▸ Requirements
Lay out as a numbered list everything in the listing below, from the line containing "of the moat" down to the last line of the listing, both included. Omit blank lines.

▸ Material for the task
* begin *

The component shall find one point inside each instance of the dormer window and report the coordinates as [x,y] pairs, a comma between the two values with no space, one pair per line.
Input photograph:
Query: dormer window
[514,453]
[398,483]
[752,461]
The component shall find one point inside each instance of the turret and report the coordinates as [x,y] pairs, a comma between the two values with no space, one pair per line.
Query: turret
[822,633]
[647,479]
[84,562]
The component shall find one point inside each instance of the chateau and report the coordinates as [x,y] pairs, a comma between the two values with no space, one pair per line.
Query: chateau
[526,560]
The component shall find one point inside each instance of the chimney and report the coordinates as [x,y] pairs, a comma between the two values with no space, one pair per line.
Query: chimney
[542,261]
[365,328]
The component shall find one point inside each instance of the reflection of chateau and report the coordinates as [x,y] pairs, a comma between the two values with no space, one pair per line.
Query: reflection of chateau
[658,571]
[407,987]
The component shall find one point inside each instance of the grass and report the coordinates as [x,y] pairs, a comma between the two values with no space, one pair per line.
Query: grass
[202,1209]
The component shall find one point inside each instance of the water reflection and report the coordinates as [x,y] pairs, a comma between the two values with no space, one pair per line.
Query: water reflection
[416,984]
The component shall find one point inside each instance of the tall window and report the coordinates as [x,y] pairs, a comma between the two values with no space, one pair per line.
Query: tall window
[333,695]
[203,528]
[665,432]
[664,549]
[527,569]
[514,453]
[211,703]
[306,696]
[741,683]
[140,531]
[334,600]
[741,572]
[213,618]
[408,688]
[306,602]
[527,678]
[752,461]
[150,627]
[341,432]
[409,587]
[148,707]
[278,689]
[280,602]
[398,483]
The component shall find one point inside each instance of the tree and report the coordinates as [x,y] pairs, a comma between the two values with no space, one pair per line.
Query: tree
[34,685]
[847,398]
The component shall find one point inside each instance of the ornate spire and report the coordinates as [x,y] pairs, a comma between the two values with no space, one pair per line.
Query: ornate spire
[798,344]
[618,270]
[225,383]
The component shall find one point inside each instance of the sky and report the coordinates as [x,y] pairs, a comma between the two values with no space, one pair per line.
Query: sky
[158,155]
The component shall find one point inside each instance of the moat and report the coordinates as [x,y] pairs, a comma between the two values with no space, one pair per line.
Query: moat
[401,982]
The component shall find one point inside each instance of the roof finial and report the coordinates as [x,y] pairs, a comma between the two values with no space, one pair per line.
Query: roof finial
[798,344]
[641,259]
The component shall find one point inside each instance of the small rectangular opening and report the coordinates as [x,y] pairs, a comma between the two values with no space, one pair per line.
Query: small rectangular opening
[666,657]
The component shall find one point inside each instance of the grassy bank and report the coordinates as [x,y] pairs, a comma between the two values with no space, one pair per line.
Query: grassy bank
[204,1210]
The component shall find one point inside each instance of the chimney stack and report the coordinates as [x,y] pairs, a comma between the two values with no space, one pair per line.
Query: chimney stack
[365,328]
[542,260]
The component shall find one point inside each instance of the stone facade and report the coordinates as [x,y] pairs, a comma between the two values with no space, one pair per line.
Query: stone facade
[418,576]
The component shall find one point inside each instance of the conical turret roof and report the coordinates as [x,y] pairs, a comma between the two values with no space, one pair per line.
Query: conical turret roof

* end *

▸ Result
1. The component shall find one point inside each instance of the moat and report the coordinates as [x,y] pairs, a comma between the two values with no space, one pair per line.
2. Query: moat
3. [401,982]
4. The component shall find one point inside each instance of the roof finial and report the coordinates as [x,y] pairs, a comma between the two values with no space, one pair per line.
5. Query: roof finial
6. [798,344]
7. [641,259]
8. The component shall find one point inside each instance of the small rectangular opening and report the coordinates as [x,y] pairs, a comma between the two values with no space, one pair per line.
9. Query: small rectangular opening
10. [666,657]
11. The component shall find one point inside each instance of the grassy bank and report the coordinates as [x,y] pairs, a comma between the two values with no space, one pair per line.
12. Query: grassy bank
13. [204,1210]
14. The component shall find one point inside each instance of the chimney stack and report the coordinates as [x,y] pairs, a comma between the two values with no space, one pair per line.
15. Query: chimney stack
16. [365,328]
17. [542,260]
18. The component shall find one point inside each instance of the stone facade and report the coordinates as [x,y] pairs, a comma between the two values with no space, one pair per line.
19. Query: stone facade
20. [418,576]
21. The component shall find one point inside each instance of the conical turret roof and report the coordinates as [x,y] pairs, a comma between the two values with no space, one pair per line.
22. Query: conical turret roof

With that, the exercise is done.